◆ WHAT IS ASKED
Count the lines in the entries below that contain the word "cabinet" and reply with that number alone.

◇ ◇ ◇ ◇ ◇ ◇ ◇

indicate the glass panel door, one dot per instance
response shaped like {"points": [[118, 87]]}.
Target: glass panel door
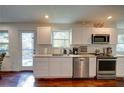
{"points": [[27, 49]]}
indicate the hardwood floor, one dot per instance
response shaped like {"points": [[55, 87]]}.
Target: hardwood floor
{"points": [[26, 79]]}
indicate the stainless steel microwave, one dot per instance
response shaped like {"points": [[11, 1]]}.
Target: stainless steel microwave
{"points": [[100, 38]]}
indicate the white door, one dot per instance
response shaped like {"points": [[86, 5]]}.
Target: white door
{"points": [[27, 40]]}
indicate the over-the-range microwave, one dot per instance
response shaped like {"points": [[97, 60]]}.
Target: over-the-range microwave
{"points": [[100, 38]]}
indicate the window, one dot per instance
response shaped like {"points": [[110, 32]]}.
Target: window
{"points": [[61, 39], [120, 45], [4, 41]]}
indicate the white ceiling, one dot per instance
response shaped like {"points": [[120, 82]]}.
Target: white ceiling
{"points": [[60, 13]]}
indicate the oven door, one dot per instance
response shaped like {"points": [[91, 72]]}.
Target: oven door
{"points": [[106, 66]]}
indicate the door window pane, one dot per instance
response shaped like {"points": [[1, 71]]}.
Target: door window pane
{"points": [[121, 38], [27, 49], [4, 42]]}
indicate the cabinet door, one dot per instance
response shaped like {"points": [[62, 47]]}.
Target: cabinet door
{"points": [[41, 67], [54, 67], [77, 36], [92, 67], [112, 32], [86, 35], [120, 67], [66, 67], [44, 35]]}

◇ ◇ ◇ ◇ ◇ ◇ ◇

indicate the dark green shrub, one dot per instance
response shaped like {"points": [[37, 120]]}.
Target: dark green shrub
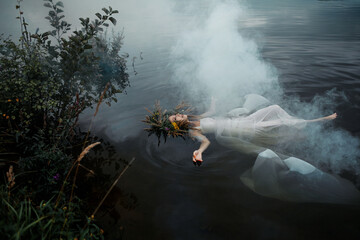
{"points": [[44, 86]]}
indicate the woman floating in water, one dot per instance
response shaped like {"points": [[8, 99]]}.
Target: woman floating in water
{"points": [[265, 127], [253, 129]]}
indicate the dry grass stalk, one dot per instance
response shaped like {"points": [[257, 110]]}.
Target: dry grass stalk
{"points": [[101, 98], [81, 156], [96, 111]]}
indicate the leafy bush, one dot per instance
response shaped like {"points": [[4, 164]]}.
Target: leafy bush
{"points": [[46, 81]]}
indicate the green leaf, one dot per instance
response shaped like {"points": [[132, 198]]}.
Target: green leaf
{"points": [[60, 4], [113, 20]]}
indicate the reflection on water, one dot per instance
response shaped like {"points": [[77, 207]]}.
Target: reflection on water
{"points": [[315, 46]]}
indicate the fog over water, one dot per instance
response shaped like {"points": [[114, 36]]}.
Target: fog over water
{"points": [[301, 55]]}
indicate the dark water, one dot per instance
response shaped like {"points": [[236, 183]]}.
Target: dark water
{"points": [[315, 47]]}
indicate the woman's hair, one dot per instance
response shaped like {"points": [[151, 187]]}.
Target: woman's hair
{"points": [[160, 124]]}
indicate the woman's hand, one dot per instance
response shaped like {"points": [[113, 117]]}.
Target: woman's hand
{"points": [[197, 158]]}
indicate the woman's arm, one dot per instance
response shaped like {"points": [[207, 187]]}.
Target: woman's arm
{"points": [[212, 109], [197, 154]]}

◇ ◇ ◇ ◇ ◇ ◇ ◇

◆ RESULT OF THE TASK
2